> _WHAT THIS TASK INVOLVES_:
Show each line of the items below that contains the string "jacket", copied in full. Matching is case-sensitive.
## BEGIN DATA RECORDS
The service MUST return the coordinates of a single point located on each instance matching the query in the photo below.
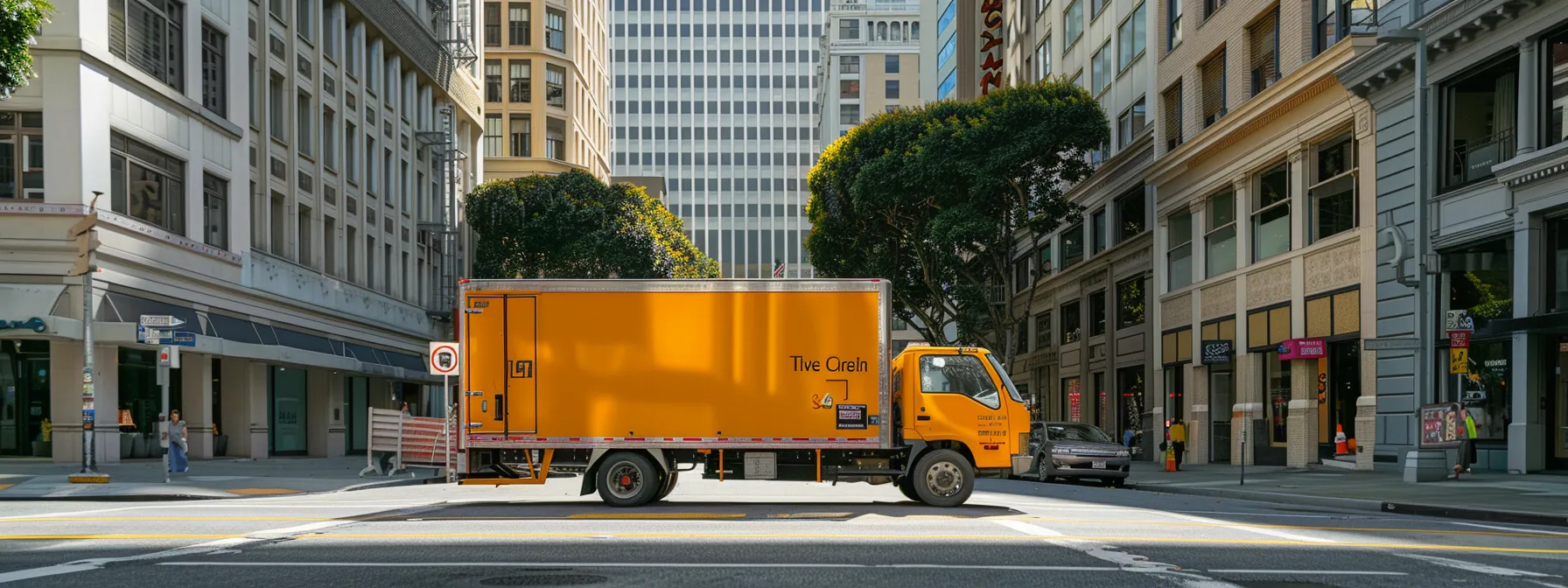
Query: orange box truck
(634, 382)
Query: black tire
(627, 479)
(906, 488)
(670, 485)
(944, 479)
## END DATA RECORDS
## BEGIN DATA RECORDS
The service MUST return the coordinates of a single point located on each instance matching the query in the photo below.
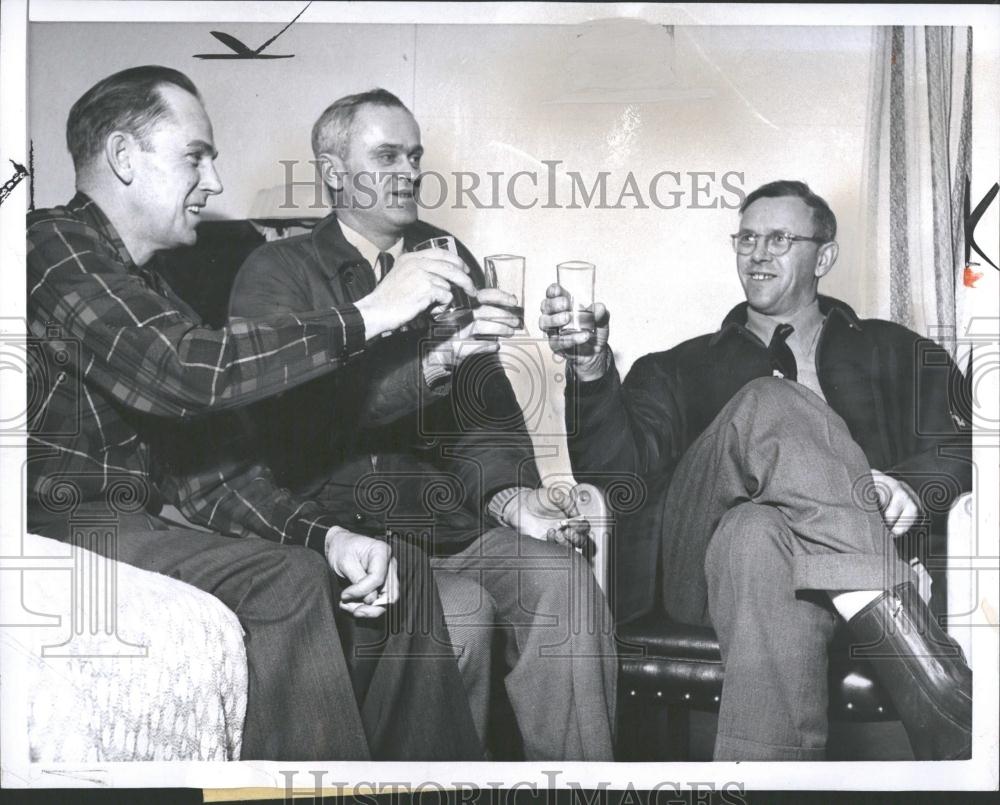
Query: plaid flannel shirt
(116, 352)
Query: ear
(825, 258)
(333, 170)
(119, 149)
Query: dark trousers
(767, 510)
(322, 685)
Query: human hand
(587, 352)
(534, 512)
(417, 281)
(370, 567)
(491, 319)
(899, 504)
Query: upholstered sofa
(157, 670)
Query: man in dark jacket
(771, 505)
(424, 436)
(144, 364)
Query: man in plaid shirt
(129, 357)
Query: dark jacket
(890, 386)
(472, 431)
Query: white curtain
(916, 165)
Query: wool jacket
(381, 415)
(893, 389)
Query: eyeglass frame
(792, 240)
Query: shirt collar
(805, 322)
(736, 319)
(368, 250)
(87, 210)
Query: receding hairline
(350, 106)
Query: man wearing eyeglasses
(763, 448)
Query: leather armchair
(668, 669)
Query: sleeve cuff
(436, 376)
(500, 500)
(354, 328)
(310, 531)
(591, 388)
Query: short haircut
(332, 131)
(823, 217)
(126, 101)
## END DATA RECORDS
> _ANSWER TO THE TASK_:
Query: man in dark jacket
Query: dark jacket
Query: wool jacket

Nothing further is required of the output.